┌────────

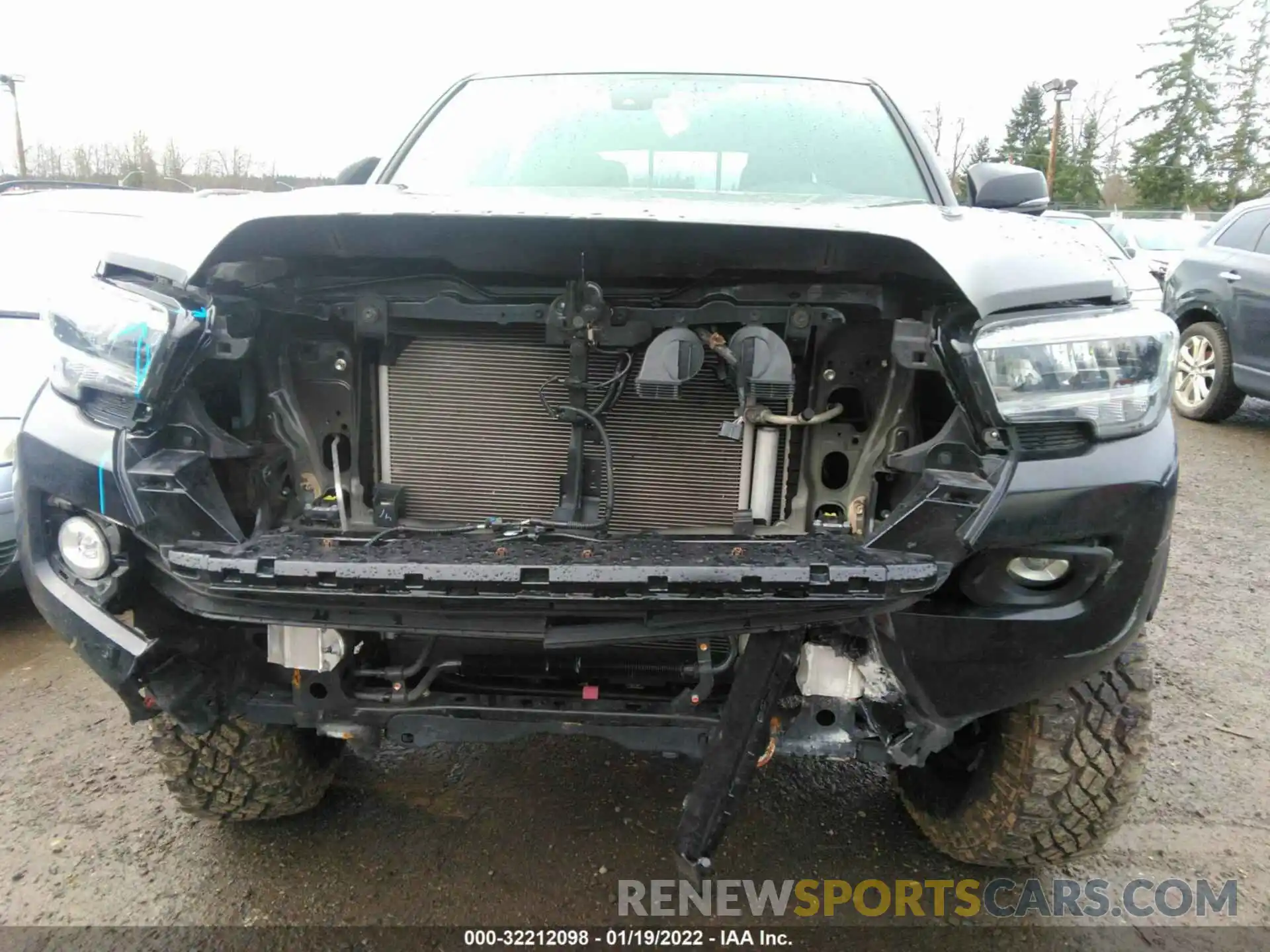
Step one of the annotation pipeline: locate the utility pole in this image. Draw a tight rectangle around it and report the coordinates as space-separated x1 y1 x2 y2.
0 72 26 178
1041 79 1076 198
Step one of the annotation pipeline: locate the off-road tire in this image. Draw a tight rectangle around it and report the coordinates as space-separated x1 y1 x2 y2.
150 715 343 820
1173 321 1245 422
892 639 1153 867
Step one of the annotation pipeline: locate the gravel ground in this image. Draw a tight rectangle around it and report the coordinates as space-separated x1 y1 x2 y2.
0 411 1270 949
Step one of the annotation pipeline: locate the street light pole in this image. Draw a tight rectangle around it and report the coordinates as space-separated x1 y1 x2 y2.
0 72 26 178
1041 79 1076 197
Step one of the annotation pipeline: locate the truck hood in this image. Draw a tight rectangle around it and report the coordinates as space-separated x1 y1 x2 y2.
104 185 1126 315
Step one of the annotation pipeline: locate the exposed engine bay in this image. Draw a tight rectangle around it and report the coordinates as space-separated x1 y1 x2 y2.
184 271 951 548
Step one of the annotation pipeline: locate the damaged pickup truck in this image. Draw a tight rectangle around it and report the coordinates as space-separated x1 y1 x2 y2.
17 73 1177 877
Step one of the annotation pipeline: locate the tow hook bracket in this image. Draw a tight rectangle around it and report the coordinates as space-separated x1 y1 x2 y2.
675 631 802 889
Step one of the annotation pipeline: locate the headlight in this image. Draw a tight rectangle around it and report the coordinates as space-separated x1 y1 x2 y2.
44 279 194 400
974 307 1177 439
0 420 22 466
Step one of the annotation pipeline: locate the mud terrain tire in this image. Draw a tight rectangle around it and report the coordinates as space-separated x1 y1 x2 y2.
150 715 343 820
892 639 1153 867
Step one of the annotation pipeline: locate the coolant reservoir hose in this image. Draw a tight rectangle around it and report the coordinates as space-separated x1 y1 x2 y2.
744 404 842 426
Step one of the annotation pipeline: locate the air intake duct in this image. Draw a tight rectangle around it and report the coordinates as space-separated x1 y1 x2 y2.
728 324 794 403
635 327 706 400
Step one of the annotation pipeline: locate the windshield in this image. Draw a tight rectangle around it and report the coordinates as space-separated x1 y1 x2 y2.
1044 214 1125 262
1129 221 1209 251
392 73 929 202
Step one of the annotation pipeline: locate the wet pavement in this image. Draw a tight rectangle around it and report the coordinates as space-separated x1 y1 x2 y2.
0 411 1270 949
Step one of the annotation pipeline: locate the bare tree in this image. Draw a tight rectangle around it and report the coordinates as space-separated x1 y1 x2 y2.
163 138 189 177
922 103 973 189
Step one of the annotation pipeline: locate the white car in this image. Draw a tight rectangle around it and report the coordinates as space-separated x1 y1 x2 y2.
1093 218 1213 282
1041 211 1164 309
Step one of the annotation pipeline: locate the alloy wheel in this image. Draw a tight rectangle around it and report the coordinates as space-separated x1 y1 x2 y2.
1173 334 1216 407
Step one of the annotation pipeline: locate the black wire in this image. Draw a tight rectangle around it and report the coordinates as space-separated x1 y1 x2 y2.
366 522 489 548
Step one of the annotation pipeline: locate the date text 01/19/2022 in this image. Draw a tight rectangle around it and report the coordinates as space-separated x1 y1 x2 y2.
464 928 791 948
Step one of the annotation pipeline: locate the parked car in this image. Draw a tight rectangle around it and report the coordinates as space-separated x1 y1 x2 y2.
1041 211 1164 309
1165 198 1270 422
0 186 200 590
0 315 48 592
18 73 1177 877
1095 218 1210 282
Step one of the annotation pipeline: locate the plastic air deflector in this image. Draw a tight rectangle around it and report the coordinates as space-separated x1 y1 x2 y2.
728 324 794 401
635 327 706 400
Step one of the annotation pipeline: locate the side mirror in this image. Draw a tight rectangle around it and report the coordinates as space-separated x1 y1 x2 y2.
965 163 1049 214
335 155 380 185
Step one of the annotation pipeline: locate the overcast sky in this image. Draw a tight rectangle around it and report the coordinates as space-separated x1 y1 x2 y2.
0 0 1185 175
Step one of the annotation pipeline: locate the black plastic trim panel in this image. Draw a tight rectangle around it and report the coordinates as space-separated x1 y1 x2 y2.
167 533 949 603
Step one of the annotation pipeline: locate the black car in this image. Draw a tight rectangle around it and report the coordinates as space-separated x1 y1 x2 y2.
1165 198 1270 422
18 73 1177 877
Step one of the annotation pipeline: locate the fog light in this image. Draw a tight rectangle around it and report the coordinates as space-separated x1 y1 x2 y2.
57 516 110 580
1006 557 1072 588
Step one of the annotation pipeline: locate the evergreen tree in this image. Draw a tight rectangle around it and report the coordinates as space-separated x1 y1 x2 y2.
1041 122 1072 204
1214 0 1270 204
1129 0 1230 208
998 83 1049 171
965 136 992 167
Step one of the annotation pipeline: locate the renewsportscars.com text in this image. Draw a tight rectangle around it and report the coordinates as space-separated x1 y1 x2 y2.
617 879 1238 918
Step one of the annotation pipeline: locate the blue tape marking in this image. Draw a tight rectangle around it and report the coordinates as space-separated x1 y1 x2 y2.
110 324 153 397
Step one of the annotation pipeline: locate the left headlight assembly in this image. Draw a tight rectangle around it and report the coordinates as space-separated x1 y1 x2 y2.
974 307 1177 439
44 279 188 401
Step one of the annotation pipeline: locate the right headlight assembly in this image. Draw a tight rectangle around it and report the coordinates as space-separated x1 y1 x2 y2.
974 307 1177 439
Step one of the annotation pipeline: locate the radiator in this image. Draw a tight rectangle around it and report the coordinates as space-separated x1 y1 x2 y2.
388 325 781 531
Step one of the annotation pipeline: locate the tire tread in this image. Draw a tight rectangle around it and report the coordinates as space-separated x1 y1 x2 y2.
150 715 339 820
897 639 1153 865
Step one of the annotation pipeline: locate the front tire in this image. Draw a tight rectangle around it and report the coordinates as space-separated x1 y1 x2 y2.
1173 321 1244 422
150 715 343 820
893 639 1153 867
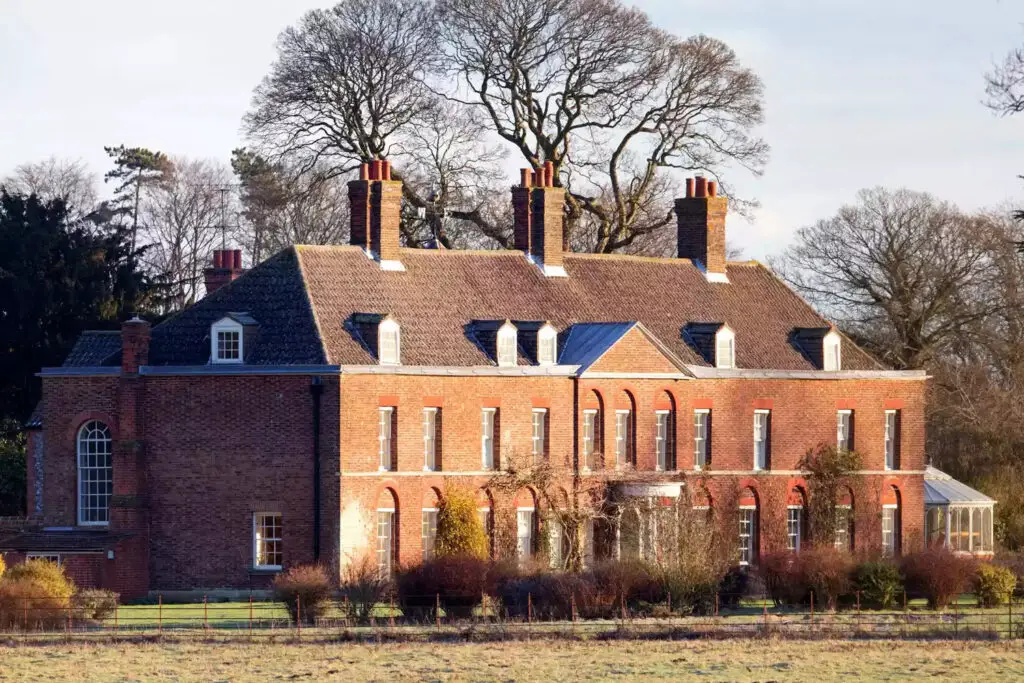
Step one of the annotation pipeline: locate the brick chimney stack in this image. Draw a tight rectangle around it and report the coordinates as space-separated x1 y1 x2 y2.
348 159 404 270
203 249 245 295
121 315 150 375
512 162 565 276
676 175 729 283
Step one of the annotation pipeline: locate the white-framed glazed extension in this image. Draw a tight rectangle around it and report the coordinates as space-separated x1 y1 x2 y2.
925 466 995 556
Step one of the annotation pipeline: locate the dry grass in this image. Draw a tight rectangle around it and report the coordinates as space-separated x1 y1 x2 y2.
0 640 1024 683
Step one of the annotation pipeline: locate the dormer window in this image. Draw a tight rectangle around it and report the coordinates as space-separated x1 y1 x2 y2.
715 325 736 370
498 323 518 368
210 317 245 362
537 324 558 366
377 317 401 366
821 330 843 373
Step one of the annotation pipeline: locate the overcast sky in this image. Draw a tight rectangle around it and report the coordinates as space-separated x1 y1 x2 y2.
0 0 1024 258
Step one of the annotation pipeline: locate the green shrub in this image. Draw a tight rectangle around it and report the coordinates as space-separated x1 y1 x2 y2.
273 564 331 624
395 555 494 618
853 559 903 609
339 555 393 624
900 548 976 609
71 588 118 622
975 562 1017 607
757 551 810 606
797 546 853 609
434 486 490 559
718 565 751 609
992 551 1024 597
0 560 75 629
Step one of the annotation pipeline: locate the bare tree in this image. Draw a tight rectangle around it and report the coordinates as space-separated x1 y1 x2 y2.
985 40 1024 116
245 0 436 173
439 0 768 252
772 188 1000 368
231 148 349 263
139 158 231 309
0 157 99 218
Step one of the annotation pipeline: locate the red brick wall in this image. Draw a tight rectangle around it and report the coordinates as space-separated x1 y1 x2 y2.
34 360 925 590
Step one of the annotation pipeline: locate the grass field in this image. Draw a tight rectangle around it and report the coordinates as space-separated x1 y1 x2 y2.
0 640 1024 683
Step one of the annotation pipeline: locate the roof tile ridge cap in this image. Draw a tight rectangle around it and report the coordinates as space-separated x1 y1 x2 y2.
755 261 894 370
292 245 333 366
398 247 522 256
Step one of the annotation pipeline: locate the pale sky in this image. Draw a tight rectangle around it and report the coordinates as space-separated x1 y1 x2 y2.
0 0 1024 258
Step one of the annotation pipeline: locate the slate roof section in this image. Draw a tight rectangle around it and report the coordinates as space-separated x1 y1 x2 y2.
150 248 323 366
296 246 883 371
558 323 637 371
0 529 131 553
63 330 121 368
925 465 995 505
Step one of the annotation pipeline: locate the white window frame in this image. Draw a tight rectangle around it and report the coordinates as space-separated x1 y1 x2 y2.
375 508 395 580
420 508 437 562
480 408 498 470
583 408 597 470
615 409 633 468
530 408 548 465
836 410 853 451
884 410 898 471
495 323 519 368
754 409 771 472
833 505 853 552
377 405 395 472
423 408 437 472
515 506 537 564
785 505 804 553
253 511 285 570
377 317 401 366
821 331 843 373
654 411 672 472
715 325 736 370
537 324 558 366
210 317 246 364
693 408 711 472
75 420 114 526
882 503 899 557
738 505 758 566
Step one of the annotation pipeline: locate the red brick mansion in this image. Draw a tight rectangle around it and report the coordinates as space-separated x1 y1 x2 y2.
0 162 958 597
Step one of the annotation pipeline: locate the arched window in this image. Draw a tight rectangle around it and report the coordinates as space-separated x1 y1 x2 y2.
377 488 398 580
580 391 604 470
78 420 114 525
739 488 761 566
377 317 401 366
715 325 736 370
654 391 676 472
537 323 558 366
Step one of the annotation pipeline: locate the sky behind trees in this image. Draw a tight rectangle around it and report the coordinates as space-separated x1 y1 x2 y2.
0 0 1024 258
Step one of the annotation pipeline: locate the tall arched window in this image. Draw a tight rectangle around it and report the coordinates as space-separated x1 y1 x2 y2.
78 420 114 525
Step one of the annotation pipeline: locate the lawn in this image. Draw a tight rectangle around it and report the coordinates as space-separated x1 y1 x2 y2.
0 639 1024 683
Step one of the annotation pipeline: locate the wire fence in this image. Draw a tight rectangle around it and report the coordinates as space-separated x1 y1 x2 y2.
0 594 1024 641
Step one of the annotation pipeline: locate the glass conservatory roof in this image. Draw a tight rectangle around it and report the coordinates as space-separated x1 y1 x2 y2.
925 465 995 505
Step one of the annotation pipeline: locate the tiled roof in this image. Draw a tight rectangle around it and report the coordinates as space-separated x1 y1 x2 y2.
59 246 881 371
63 330 121 368
296 246 880 370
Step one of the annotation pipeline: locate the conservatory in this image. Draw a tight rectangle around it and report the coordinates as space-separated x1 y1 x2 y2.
925 466 995 555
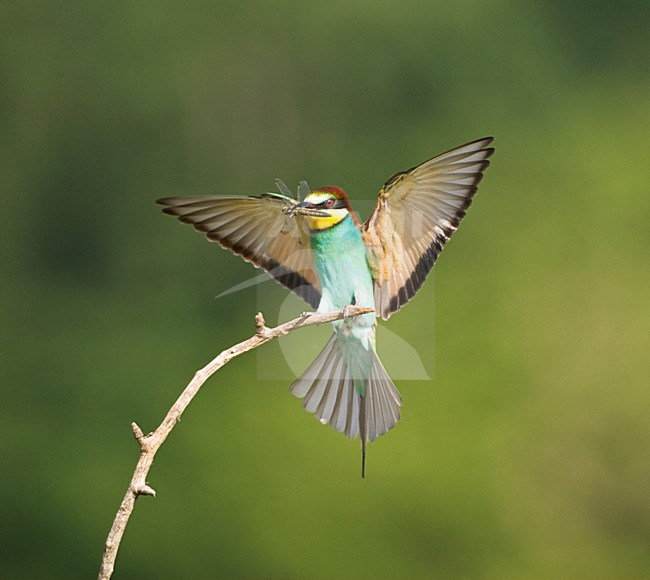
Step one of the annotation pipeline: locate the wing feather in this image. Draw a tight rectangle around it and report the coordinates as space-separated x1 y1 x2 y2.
361 137 494 320
157 194 320 308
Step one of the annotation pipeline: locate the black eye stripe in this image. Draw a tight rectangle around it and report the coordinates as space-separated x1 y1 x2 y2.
312 197 347 209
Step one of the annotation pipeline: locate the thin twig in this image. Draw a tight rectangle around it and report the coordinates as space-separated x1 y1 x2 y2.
99 306 373 580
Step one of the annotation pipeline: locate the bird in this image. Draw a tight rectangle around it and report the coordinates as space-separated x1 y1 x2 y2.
156 137 494 477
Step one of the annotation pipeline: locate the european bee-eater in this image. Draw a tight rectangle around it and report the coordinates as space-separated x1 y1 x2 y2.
158 137 494 476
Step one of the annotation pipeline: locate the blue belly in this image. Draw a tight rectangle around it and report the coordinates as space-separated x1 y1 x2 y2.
310 215 375 324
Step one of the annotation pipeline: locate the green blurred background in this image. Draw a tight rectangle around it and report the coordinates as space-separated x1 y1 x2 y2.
0 0 650 579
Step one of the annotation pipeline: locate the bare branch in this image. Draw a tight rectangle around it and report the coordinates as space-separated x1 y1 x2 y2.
99 306 373 580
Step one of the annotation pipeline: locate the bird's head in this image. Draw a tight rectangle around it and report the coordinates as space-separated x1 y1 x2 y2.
296 186 352 230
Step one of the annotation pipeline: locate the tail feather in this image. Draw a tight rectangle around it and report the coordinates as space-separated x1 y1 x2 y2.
291 333 402 473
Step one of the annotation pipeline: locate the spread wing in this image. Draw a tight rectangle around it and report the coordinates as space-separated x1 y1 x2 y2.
361 137 494 320
157 194 320 308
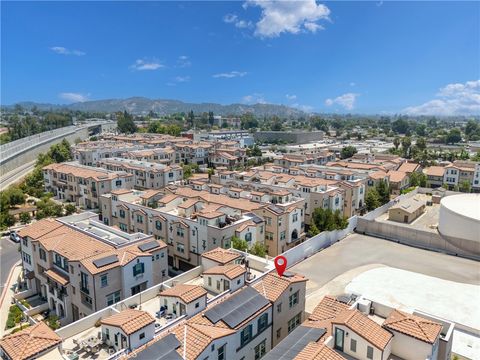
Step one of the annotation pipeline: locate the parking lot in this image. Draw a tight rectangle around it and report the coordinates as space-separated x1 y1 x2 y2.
290 234 480 311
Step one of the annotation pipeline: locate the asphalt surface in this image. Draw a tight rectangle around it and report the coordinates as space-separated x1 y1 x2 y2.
0 236 20 293
290 234 480 293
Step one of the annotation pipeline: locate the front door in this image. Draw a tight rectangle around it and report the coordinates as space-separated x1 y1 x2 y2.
335 328 344 351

└────────

Rewrite these lines as a numbered list, skipping any blank lines: begin at the line that contains "locate the renewsportscars.com" and stop after the line that contains "110 324 153 397".

EXERCISE ANSWER:
1. Step one of the annotation pipeline: locate the renewsportscars.com text in this image. Draw a tight rectangle around it and report the coordinates as space-separated x1 y1 x2 y2.
2. 617 879 1238 918
3. Step one of the annotation pipeline: locate the blue tape marking in this image. Draw a tight rectangle around it and report the coordinates as space-separated x1 y1 x2 y2.
4. 110 324 153 397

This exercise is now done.